** Begin Document text **

Mike Doherty

Personal information
- Full name: Michael John Desmond Doherty
- Born: 14 March 1947 (age 79) Vryburg, Cape Province, South Africa
- Batting: Left-handed
- Bowling: Right-arm off break; Right-arm medium;

Domestic team information
- 1964/65–1984/85: Griqualand West
- 1984/85: Impalas

Career statistics
| Competition | First-class | List A |
| Matches | 85 | 18 |
| Runs scored | 5,238 | 507 |
| Batting average | 34.92 | 28.16 |
| 100s/50s | 12/23 | 0/3 |
| Top score | 130* | 92 |
| Balls bowled | 4,067 | 312 |
| Wickets | 59 | 9 |
| Bowling average | 28.16 | 29.11 |
| 5 wickets in innings | 2 | 0 |
| 10 wickets in match | 0 | 0 |
| Best bowling | 5/25 | 3/61 |
| Catches/stumpings | 40/– | 12/– |
- Source: CricketArchive, 21 February 2025

= Mike Doherty (cricketer) =

South African former cricketer

Michael John Desmond Doherty (born 14 March 1947) is a South African former cricketer. He spent a 21-year career with the Griqualand West cricket team between 1965 and 1985. Named one of the cricketers of the year in 1972 by the South African Cricket Annual, Doherty recorded 12 centuries as a left-handed batter and two five-wicket hauls as a right-handed bowler that could bowl either off break or medium pace. After his retirement, he served as chairman of Griqualand West and also spent time as the manager of the South Africa national cricket team.

** End Document text **

**What this task involves:** Retype the stretch of the Mike Doherty profile from "Michael John Desmond Doherty (born" through "national cricket team.", keeping every character the same. The data that comes next was taken from a separate source.

** Begin Provided records **

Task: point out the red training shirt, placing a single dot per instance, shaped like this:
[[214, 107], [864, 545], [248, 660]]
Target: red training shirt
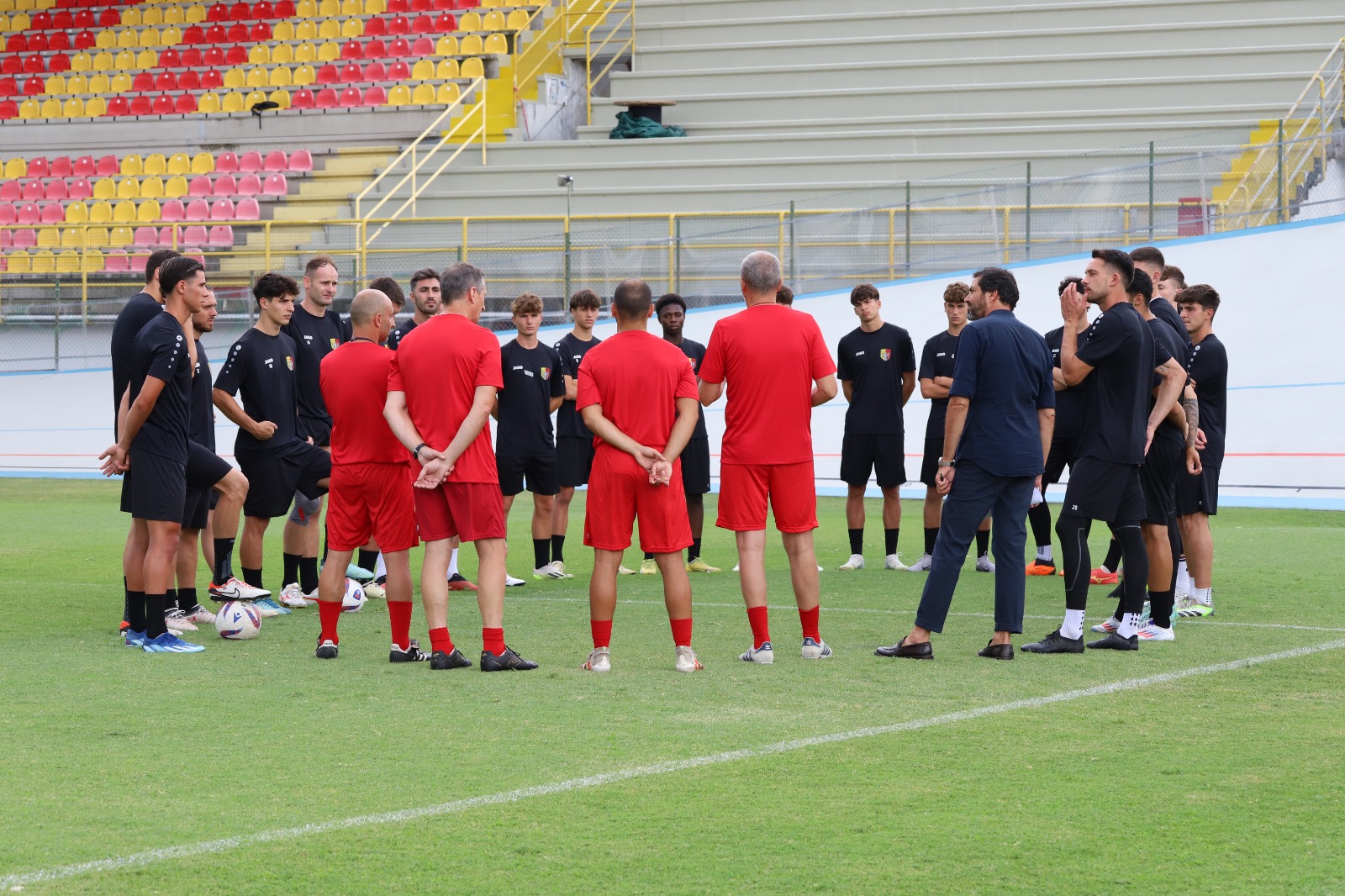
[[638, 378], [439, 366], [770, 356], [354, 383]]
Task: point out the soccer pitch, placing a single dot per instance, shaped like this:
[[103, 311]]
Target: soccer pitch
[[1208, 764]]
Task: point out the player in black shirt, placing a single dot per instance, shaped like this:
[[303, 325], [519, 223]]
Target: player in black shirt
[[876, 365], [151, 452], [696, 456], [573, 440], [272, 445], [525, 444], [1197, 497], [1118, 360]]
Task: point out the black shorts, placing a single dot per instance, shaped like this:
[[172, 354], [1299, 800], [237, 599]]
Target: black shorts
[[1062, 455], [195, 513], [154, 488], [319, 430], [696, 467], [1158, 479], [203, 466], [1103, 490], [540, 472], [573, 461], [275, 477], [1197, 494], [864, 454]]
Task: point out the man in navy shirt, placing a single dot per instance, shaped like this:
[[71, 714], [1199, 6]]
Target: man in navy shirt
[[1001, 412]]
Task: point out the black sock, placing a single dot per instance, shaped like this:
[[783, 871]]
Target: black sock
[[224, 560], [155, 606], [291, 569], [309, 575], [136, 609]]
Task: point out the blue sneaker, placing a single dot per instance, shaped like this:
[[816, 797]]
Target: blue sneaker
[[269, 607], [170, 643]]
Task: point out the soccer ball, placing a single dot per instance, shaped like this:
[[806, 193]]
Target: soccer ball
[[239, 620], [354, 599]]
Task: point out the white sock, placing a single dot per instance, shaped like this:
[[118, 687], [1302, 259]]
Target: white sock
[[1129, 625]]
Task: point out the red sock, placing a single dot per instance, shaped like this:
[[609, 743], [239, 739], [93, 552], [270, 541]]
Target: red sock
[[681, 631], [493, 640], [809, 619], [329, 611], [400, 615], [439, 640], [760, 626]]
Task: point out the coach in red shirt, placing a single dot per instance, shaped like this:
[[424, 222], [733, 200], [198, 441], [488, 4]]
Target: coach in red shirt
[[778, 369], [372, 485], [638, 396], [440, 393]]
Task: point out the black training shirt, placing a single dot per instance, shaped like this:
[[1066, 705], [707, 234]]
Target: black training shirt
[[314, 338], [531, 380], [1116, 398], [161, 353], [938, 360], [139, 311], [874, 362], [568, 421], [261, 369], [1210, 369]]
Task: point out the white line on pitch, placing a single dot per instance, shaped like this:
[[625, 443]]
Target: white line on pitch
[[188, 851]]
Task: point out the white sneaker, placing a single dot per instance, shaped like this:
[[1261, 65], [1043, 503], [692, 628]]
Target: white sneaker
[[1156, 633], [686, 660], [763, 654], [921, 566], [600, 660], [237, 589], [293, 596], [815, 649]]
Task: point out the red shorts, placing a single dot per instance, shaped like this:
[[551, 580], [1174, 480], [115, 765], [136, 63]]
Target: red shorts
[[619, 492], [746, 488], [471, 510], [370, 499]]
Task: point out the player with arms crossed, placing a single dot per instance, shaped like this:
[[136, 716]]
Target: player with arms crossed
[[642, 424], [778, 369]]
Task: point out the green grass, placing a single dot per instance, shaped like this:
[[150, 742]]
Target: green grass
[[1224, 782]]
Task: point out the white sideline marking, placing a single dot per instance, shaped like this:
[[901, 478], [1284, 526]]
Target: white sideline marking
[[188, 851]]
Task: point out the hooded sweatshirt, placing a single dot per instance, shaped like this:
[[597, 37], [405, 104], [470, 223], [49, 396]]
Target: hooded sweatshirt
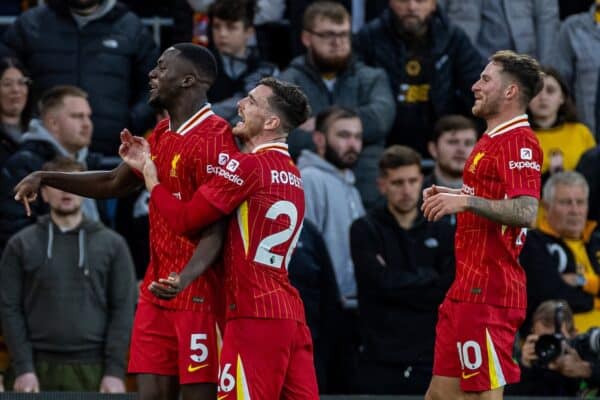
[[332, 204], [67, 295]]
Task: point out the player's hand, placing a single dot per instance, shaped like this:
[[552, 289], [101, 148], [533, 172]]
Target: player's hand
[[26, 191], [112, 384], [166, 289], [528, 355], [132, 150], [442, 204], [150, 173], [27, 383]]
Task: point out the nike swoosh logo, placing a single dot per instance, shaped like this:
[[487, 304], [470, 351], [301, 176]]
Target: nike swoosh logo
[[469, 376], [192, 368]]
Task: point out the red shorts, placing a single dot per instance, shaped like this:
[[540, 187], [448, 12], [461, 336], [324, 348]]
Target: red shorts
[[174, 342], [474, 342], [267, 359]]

** End Provided records **

**Complete response:**
Michael John Desmond Doherty (born 14 March 1947) is a South African former cricketer. He spent a 21-year career with the Griqualand West cricket team between 1965 and 1985. Named one of the cricketers of the year in 1972 by the South African Cricket Annual, Doherty recorded 12 centuries as a left-handed batter and two five-wicket hauls as a right-handed bowler that could bowl either off break or medium pace. After his retirement, he served as chairman of Griqualand West and also spent time as the manager of the South Africa national cricket team.